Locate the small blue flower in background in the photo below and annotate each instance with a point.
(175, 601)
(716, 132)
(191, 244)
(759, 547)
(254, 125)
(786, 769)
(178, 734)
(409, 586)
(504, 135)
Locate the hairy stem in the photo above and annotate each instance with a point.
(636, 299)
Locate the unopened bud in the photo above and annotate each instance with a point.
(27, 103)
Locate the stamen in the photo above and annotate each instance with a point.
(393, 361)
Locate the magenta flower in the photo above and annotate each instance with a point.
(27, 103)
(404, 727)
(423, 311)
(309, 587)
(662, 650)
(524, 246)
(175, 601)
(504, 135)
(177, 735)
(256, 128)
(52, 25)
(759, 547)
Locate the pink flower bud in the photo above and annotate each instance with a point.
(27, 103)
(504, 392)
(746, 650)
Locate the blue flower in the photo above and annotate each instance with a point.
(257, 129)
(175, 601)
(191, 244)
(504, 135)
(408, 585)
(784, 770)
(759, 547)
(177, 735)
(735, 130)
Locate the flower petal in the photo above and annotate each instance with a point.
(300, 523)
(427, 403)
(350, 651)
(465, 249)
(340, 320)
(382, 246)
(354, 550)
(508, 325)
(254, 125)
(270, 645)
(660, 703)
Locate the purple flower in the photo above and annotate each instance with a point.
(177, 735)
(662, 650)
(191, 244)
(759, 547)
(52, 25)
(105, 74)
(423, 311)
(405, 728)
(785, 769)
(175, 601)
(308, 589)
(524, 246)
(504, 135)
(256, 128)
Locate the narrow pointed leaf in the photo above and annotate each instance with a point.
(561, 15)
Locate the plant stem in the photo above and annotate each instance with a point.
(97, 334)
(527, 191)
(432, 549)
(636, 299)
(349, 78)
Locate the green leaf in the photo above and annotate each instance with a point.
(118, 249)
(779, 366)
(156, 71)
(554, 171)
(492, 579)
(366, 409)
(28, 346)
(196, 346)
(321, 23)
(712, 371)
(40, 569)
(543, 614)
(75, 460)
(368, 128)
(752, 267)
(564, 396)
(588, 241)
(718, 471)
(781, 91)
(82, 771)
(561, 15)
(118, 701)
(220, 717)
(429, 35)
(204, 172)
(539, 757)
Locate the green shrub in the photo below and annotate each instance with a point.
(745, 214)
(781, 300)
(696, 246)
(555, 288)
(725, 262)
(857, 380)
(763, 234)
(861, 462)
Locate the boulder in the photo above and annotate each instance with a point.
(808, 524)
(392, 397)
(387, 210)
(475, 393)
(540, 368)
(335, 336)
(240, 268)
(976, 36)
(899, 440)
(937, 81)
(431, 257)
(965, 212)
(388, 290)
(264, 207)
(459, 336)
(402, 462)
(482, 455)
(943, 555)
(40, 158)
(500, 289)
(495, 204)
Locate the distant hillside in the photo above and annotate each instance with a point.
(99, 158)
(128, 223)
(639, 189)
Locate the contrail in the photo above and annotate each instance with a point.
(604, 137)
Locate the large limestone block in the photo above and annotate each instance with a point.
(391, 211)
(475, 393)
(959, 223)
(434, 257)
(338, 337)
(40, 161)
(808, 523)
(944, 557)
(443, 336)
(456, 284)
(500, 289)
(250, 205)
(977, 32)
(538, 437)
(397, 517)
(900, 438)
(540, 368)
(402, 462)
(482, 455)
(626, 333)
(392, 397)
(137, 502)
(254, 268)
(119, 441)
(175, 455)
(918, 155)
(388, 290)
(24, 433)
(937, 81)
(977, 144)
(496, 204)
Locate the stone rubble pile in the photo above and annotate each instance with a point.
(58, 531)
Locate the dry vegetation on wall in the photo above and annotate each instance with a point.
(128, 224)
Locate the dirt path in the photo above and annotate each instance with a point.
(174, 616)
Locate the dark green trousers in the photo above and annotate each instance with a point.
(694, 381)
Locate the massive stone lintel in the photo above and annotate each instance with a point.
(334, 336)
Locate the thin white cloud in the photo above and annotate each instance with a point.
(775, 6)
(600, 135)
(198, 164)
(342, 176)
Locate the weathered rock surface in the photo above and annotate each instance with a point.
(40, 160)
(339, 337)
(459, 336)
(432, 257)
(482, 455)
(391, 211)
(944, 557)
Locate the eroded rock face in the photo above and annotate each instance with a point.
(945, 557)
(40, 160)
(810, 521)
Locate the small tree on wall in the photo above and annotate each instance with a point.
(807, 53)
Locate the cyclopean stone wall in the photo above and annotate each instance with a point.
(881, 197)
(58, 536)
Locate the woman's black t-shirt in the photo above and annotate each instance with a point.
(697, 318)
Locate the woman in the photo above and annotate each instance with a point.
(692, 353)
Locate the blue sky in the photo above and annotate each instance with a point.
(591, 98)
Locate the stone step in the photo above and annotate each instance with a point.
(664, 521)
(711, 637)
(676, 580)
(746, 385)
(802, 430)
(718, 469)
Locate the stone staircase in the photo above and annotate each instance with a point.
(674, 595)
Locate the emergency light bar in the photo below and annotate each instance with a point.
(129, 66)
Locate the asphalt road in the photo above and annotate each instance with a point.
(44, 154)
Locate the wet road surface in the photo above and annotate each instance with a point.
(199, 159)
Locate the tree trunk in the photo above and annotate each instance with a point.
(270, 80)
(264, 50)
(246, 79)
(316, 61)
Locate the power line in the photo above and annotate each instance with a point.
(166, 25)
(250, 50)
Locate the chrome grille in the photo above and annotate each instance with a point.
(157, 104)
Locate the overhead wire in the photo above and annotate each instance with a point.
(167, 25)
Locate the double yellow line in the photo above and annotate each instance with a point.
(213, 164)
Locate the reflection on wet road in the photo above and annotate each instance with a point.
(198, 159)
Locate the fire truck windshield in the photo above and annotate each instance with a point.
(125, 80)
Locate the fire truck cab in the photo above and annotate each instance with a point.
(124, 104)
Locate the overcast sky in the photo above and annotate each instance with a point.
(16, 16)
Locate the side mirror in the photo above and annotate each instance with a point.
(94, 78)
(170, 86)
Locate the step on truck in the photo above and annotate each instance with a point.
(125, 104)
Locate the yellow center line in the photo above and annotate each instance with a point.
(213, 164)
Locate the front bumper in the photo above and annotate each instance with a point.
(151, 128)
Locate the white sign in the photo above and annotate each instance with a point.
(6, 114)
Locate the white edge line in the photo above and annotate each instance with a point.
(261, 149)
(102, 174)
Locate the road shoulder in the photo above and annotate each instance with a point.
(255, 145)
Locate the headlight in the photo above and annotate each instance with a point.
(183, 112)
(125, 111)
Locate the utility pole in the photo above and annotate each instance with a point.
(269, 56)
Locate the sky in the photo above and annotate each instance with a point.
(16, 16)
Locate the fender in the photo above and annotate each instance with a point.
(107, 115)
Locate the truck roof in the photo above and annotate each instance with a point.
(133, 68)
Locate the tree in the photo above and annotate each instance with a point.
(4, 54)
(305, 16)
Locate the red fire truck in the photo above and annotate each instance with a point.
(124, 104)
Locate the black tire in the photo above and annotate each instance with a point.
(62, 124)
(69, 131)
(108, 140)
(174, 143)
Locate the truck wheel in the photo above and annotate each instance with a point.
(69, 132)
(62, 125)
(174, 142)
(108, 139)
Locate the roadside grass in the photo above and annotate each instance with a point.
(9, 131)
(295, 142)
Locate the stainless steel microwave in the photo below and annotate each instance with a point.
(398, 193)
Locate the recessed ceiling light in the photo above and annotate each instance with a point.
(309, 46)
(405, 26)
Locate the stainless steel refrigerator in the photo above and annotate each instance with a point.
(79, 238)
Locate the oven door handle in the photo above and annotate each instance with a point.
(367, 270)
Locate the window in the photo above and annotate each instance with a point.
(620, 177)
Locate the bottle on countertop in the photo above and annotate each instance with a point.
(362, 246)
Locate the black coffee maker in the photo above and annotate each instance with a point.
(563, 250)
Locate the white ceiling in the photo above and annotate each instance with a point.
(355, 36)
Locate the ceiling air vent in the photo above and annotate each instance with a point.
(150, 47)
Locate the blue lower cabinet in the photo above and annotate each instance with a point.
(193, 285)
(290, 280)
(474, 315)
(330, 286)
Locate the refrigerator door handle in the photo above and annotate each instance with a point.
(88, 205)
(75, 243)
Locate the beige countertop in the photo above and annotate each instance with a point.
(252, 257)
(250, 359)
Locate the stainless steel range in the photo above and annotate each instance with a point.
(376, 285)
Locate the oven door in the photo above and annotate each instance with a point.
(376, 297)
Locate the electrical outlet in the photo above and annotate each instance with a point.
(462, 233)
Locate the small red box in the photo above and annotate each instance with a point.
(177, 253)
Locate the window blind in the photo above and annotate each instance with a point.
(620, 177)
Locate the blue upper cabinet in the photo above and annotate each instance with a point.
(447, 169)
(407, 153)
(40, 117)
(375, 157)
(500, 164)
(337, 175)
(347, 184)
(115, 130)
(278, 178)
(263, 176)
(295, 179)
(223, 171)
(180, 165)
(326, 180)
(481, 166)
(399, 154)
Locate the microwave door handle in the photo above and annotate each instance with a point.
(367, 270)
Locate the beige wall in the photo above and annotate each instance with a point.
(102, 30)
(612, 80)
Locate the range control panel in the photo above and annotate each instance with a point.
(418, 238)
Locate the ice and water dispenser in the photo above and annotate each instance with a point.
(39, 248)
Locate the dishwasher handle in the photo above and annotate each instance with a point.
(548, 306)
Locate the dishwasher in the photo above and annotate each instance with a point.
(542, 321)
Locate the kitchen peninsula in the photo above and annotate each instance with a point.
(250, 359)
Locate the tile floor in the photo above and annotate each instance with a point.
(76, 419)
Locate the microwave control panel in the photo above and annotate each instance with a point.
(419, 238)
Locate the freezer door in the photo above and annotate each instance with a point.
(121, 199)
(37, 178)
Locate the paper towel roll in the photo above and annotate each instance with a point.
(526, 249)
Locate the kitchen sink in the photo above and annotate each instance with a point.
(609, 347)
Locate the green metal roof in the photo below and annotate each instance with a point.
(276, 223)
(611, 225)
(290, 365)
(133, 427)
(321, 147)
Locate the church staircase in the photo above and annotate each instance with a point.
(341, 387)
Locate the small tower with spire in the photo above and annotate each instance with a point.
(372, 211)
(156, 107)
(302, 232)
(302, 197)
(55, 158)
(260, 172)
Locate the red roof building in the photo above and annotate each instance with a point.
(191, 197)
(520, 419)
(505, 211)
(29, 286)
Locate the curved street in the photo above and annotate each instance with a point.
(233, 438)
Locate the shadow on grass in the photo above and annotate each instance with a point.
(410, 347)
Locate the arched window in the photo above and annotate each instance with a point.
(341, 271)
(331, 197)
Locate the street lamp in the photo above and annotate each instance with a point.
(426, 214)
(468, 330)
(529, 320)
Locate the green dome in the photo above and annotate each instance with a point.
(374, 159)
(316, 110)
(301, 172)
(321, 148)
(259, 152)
================
* **WRITTEN REQUEST**:
Please resize the stretch from the row containing "Locate the dishwasher handle" through the end of the rows, rewriting every row in full, text and answers alike. Multiply each answer coordinate by 1.4 and round it to a whole number, with halves rounded up.

* **SOLUTION TO THIS TASK**:
Locate the dishwasher handle in the photo above and annotate each instance with a point.
(767, 428)
Locate the dishwasher in the photo above and annotate each instance with a point.
(759, 449)
Locate the kitchen peninsula in the photo above and annotate each instance with a point.
(350, 503)
Locate the tile floor in the photo above and annotate each instance with a point.
(106, 587)
Locate the microwave control panel in the photo above and annotate each instance with a point.
(587, 333)
Locate the freezer door in the photo above and annotate each instance with a point.
(169, 279)
(52, 249)
Locate the paper towel roll in the photo above and annotate each instance with a point.
(736, 349)
Locate the kitchen sink in the photo above and annotate each instance with a point.
(853, 486)
Locate the green metal roof in the photo below and annotate each instance with a point.
(386, 312)
(855, 315)
(406, 511)
(186, 598)
(449, 206)
Locate the church staircase in the photo above and annotate each instance with a point.
(477, 542)
Locate the small tower with spire in the photo above and annotate each instance with a point.
(521, 295)
(218, 150)
(423, 325)
(423, 276)
(77, 221)
(364, 241)
Locate the red roof building in the photo above and annotate each instance with a point.
(267, 276)
(728, 587)
(707, 295)
(41, 400)
Locate the curved street in the photo above and annotate each instance with a point.
(326, 613)
Locate the shadow on grass in the photo above and annotate each instance with a point.
(574, 486)
Locate the arched window in the photo above and annotate each instance with a point.
(477, 379)
(463, 276)
Locate the street lamp in the photo above and annotate each instance with a point.
(596, 300)
(655, 462)
(741, 448)
Locate the green dome in the photo above and annotate each instance with a point.
(524, 223)
(442, 154)
(421, 241)
(449, 207)
(363, 213)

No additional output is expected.